_Objective_
Copy the passage from the penal code excerpt, from "Explanation-A declaration which" up to and including "years or with fine, or with both.".

Section 200. using as true such declaration knowing it to be false

Whoever corruptly uses or attempts to use as true any such declaration, knowing the same to be false in any material point, shall be punished in the same manner as if he gave false evidence.

Explanation-A declaration which is inadmissible merely upon the ground of some informality, is a declaration within the meaning of sections 199 to 200.

Section 205. False personation for purpose of act or proceeding in suit or prosecution

Whoever falsely personates another, and in such assumed character makes any admission or statement, or confesses judgment, or causes any process to be issued or becomes bail or security, or does any other act in any suit or criminal prosecution, shall be punished with imprisonment of either description for a term which may extend to three years or with fine, or with both.
 
Section 206. Fraudulent removal or concealment of property to prevent its seizure as forfeited or in execution

Whoever fraudulently removes, conceals, transfers or delivers to any person any property or any interest therein, intending thereby to prevent that property or interest therein from being taken as a forfeiture or in satisfaction of a fine, under a sentence which has been pronounced, or which he knows to be likely to be pronounced, by a Court of Justice or other competent authority, or from being taken in execution of a decree or order which has been made, or which he knows to be likely to be made by a Court of Justice in a civil suit, shall be punished with imprisonment of either description for a term which may extend to two years, or with fine, or with both.

Section 207. Fraudulent claim to property to prevent its seizure as forfeited or in execution

Whoever fraudulently accepts, receives or claims any property or any interest therein, knowing that he has no right or rightful claim to such property or interest, or practices any deception touching any right to any property or any interest therein, intending thereby to prevent that property or interest therein from being taken as a forfeiture or a satisfaction of a fine, under a sentence which has been pronounced, or which he knows to be likely to be pronounced by a Court of Justice or other competent authority, or from being taken in execution of a decree or order which has been made or which knows to be likely to be made by a Court of Justice in a civil suit, shall be punished with imprisonment of either description for a term which may extend to two years, or with fine, or with both.

_Raw data_
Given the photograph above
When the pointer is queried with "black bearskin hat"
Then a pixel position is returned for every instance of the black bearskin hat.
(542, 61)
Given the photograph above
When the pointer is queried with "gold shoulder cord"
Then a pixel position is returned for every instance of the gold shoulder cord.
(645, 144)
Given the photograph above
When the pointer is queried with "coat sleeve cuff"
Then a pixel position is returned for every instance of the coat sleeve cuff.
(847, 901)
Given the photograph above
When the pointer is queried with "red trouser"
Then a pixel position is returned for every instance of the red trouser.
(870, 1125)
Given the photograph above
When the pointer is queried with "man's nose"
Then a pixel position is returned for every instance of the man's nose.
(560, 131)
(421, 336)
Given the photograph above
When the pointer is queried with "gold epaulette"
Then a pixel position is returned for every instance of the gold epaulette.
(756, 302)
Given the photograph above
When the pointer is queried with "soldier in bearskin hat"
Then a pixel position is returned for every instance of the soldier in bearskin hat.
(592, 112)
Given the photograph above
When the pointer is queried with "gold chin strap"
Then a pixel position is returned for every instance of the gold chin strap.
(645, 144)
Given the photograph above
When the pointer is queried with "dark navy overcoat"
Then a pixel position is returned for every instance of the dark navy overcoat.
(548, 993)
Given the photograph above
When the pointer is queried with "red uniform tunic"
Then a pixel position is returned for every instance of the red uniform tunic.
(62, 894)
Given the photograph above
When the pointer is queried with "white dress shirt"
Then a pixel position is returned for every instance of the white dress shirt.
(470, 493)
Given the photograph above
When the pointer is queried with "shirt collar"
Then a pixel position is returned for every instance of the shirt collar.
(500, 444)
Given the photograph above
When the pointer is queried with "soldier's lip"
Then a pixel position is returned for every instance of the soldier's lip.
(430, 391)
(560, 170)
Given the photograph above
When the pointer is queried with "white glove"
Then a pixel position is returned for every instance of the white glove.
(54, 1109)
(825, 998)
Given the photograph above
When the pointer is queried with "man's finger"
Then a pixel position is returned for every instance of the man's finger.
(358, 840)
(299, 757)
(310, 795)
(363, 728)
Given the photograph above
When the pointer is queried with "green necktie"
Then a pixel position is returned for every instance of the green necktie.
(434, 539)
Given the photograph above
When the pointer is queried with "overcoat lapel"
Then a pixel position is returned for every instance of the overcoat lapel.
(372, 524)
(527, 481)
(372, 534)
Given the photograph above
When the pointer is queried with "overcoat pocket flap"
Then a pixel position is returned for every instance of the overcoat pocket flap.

_Solution to the problem_
Explanation-A declaration which is inadmissible merely upon the ground of some informality, is a declaration within the meaning of sections 199 to 200.

Section 205. False personation for purpose of act or proceeding in suit or prosecution

Whoever falsely personates another, and in such assumed character makes any admission or statement, or confesses judgment, or causes any process to be issued or becomes bail or security, or does any other act in any suit or criminal prosecution, shall be punished with imprisonment of either description for a term which may extend to three years or with fine, or with both.